_Vragen_
A. Kopieer graag woordelijk het deel van de tekst over de Bank of Korea dat begint bij "Seoul (donderdag, 20" en eindigt bij "van 25% [1][6].".
B. Vat de tekst over de Bank of Korea samen in twee zinnen.

_Aangeleverde tekst_
----

Bank of Korea: Zorg over Impact van Amerikaanse Handelstarieven

Seoul (donderdag, 20 februari ‘25)
De Bank of Korea waarschuwt dat Amerikaanse handelstarieven onder president Trump de Zuid-Koreaanse economie bedreigen, met name de auto-industrie, door verhoogde tarieven.
Concrete Waarschuwingen voor Kernsindustrieën
De Bank of Korea heeft in haar ‘Monitoring Rapport voor Kernindustrieën’ op 19 februari specifieke zorgen geuit over meerdere vitale sectoren [1]. De halfgeleiderindustrie staat onder druk door ‘verhoogde beleidsrisico’s’ sinds het aantreden van Trumps tweede termijn [1]. Voor de auto-industrie wordt een daling in exports verwacht, ondanks stabiele vraag uit Noord-Amerika, door zwakkere Europese verkopen en Trumps aangekondigde tariefverhogingen van 25% [1][6].

----

_Verzamelde gegevens_
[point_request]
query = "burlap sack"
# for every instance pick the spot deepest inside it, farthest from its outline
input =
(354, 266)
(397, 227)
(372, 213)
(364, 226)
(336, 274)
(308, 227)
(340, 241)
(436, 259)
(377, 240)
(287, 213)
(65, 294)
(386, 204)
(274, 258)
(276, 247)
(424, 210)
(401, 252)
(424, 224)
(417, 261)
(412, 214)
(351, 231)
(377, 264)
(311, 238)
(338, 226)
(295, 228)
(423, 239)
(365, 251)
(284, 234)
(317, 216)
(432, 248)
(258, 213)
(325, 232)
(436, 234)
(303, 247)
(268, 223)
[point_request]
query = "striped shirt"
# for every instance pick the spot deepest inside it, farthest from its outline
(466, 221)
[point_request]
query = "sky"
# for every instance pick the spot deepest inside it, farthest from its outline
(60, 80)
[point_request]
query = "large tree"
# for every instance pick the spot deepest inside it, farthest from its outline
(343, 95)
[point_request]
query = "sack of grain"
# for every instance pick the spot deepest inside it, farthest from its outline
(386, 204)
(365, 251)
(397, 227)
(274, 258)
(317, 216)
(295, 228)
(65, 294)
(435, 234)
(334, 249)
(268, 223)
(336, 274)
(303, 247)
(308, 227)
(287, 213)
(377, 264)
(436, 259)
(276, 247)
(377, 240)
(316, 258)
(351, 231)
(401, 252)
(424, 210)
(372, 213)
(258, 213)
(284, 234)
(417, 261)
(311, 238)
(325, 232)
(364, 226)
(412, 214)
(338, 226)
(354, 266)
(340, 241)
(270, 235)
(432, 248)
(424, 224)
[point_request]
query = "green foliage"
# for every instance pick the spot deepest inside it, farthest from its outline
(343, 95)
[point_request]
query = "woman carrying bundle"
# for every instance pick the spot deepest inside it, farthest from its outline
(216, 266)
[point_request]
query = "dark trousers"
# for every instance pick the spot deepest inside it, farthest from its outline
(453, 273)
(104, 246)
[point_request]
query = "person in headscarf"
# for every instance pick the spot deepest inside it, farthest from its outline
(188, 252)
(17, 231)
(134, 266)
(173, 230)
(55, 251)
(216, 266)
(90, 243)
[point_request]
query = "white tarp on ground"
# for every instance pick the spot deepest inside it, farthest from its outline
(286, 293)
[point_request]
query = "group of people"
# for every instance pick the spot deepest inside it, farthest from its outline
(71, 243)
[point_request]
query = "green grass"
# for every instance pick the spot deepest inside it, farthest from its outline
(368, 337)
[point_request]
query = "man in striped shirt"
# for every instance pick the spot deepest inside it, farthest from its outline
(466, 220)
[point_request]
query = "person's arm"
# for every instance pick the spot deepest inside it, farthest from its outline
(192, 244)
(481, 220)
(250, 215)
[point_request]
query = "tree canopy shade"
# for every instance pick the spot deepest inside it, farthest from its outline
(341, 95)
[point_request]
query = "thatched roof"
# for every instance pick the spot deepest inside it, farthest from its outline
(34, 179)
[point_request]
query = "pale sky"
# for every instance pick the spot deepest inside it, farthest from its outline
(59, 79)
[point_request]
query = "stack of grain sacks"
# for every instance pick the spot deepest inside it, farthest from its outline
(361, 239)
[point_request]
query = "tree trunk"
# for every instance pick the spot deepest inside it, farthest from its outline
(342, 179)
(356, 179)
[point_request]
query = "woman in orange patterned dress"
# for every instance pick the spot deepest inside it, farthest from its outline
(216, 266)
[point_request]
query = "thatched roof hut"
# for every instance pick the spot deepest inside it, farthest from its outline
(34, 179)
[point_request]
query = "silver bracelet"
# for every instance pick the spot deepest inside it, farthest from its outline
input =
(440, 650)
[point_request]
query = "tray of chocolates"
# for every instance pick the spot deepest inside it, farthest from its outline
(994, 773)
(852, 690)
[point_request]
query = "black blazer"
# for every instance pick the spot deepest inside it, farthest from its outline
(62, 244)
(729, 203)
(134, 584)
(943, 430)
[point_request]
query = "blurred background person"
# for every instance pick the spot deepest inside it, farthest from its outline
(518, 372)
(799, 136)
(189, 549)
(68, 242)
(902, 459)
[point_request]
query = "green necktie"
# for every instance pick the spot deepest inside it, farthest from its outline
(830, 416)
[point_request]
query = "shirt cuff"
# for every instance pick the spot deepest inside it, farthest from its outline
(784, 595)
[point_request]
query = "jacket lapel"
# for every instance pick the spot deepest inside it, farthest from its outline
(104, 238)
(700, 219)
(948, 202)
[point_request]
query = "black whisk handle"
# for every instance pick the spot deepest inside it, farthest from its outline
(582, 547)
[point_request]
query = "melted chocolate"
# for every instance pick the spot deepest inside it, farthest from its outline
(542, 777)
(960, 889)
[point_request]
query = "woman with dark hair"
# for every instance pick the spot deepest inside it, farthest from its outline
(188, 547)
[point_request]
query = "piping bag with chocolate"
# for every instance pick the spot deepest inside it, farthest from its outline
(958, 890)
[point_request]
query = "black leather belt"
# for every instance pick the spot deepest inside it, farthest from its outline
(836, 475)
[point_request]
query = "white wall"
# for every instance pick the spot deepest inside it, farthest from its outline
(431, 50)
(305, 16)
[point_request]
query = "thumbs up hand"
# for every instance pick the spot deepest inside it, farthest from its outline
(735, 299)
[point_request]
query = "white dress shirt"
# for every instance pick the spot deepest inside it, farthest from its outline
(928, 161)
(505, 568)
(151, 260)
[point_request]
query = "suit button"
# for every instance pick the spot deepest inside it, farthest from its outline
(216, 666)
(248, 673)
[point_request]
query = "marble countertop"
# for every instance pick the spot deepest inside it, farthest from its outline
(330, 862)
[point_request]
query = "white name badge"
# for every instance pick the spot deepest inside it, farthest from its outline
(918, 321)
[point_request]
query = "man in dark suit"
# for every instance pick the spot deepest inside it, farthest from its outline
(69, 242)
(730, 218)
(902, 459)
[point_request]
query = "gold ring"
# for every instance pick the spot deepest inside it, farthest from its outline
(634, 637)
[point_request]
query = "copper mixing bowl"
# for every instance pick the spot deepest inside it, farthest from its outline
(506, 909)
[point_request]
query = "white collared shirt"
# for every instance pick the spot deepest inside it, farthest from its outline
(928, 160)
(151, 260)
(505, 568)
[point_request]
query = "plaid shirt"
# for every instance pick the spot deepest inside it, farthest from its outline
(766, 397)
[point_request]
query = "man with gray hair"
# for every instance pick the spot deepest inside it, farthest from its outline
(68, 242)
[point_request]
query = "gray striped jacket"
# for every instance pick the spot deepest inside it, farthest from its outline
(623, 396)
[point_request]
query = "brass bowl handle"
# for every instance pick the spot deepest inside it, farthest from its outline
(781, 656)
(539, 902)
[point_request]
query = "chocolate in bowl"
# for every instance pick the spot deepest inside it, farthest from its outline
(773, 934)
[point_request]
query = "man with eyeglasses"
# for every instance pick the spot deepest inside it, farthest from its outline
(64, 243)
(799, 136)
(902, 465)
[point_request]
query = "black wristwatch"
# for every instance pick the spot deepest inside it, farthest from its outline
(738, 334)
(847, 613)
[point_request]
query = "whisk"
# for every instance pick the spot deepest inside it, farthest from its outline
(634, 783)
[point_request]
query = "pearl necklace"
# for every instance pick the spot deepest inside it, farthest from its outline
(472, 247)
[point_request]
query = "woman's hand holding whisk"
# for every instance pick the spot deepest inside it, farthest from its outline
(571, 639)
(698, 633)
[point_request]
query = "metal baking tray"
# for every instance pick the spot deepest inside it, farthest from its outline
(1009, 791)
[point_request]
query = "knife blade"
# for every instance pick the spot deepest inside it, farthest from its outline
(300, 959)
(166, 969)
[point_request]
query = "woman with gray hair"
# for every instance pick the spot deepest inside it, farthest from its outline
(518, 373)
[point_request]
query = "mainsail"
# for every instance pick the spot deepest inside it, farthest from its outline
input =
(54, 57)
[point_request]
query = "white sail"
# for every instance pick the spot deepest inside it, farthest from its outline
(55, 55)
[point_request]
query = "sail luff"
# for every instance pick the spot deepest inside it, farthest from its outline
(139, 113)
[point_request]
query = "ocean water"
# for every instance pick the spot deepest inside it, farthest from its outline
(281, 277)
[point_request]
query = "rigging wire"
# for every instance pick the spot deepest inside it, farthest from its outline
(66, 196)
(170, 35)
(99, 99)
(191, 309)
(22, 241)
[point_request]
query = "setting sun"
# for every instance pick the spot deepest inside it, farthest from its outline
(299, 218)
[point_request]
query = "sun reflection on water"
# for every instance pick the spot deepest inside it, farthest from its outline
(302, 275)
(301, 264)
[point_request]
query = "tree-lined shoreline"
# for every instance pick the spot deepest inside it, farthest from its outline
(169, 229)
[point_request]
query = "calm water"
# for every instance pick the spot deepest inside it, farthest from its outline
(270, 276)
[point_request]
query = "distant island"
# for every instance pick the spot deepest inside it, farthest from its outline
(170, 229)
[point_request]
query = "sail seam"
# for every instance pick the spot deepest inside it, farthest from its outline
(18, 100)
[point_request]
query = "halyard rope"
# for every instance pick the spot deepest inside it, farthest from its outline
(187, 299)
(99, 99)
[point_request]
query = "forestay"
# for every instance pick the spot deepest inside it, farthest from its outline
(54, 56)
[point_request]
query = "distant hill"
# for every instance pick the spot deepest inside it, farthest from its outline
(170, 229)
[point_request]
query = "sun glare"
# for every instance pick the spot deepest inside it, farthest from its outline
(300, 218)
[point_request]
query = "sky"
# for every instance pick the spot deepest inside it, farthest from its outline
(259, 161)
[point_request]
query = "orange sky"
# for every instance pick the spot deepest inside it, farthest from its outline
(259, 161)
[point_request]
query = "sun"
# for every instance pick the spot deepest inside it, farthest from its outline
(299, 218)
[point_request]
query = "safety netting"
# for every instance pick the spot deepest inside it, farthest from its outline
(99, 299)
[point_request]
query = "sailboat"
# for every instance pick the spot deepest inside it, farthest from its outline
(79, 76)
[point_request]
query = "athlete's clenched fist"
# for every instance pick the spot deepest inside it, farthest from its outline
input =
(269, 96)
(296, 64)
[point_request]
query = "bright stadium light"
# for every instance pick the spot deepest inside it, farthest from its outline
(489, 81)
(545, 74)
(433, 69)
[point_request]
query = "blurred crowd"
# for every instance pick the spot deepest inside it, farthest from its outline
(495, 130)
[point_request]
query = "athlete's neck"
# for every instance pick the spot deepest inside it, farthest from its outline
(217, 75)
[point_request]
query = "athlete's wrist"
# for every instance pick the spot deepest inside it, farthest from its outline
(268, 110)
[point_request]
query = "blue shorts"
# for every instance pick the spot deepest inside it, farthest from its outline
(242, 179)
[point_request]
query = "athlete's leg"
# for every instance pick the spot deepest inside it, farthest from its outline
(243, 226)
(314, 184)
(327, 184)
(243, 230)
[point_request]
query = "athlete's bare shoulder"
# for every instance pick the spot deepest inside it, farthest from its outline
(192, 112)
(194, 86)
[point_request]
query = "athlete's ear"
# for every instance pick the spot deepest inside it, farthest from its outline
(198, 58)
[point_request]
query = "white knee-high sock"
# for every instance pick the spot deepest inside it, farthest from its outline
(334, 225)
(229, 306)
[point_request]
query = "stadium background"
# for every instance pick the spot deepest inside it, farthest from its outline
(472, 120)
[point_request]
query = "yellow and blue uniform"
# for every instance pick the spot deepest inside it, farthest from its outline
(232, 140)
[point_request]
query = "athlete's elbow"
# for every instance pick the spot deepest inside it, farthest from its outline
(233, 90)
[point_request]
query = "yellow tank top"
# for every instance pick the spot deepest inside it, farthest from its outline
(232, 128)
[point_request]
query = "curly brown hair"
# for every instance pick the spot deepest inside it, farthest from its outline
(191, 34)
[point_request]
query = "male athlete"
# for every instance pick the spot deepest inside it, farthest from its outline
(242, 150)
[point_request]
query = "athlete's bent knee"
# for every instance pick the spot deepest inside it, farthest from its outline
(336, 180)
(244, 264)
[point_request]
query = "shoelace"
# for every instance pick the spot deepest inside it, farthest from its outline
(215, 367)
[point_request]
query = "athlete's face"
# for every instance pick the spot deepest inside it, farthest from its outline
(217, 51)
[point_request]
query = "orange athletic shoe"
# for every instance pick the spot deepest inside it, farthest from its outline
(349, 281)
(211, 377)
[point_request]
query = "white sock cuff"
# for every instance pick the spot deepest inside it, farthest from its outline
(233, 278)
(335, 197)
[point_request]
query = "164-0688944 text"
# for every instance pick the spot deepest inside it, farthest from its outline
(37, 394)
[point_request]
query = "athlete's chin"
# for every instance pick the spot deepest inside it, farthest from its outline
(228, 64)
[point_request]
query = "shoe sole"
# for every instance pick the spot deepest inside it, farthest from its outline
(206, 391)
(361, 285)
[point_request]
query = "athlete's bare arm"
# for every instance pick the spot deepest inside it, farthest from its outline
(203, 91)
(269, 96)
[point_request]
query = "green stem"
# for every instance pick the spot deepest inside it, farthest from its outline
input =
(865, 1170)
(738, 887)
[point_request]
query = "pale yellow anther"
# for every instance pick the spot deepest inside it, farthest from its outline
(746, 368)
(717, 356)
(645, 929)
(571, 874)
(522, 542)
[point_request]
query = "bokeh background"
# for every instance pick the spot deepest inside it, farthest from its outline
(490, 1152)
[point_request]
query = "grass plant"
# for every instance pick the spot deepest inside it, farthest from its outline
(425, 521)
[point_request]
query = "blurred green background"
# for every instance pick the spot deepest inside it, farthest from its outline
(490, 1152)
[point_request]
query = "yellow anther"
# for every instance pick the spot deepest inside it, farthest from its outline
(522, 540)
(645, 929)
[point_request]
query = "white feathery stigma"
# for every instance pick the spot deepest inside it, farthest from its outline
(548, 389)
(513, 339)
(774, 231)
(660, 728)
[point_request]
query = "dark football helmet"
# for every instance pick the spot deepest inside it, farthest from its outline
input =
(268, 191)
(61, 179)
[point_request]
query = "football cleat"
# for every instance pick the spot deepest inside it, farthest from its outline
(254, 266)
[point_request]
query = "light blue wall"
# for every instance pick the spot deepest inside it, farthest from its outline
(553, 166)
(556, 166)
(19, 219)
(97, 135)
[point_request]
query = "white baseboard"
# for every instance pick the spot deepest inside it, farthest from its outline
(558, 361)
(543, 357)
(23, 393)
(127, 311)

----

_Antwoorden per opdracht_
A.
Seoul (donderdag, 20 februari ‘25)
De Bank of Korea waarschuwt dat Amerikaanse handelstarieven onder president Trump de Zuid-Koreaanse economie bedreigen, met name de auto-industrie, door verhoogde tarieven.
Concrete Waarschuwingen voor Kernsindustrieën
De Bank of Korea heeft in haar ‘Monitoring Rapport voor Kernindustrieën’ op 19 februari specifieke zorgen geuit over meerdere vitale sectoren [1]. De halfgeleiderindustrie staat onder druk door ‘verhoogde beleidsrisico’s’ sinds het aantreden van Trumps tweede termijn [1]. Voor de auto-industrie wordt een daling in exports verwacht, ondanks stabiele vraag uit Noord-Amerika, door zwakkere Europese verkopen en Trumps aangekondigde tariefverhogingen van 25% [1][6].

B. De Bank of Korea waarschuwt dat Amerikaanse handelstarieven onder president Trump de Zuid-Koreaanse economie bedreigen, met name de auto-industrie. In haar rapport van 19 februari wijst de bank op verhoogde beleidsrisico's voor de halfgeleiderindustrie en verwacht ze voor de auto-industrie een daling in exports door zwakkere Europese verkopen en Trumps aangekondigde tariefverhogingen van 25%.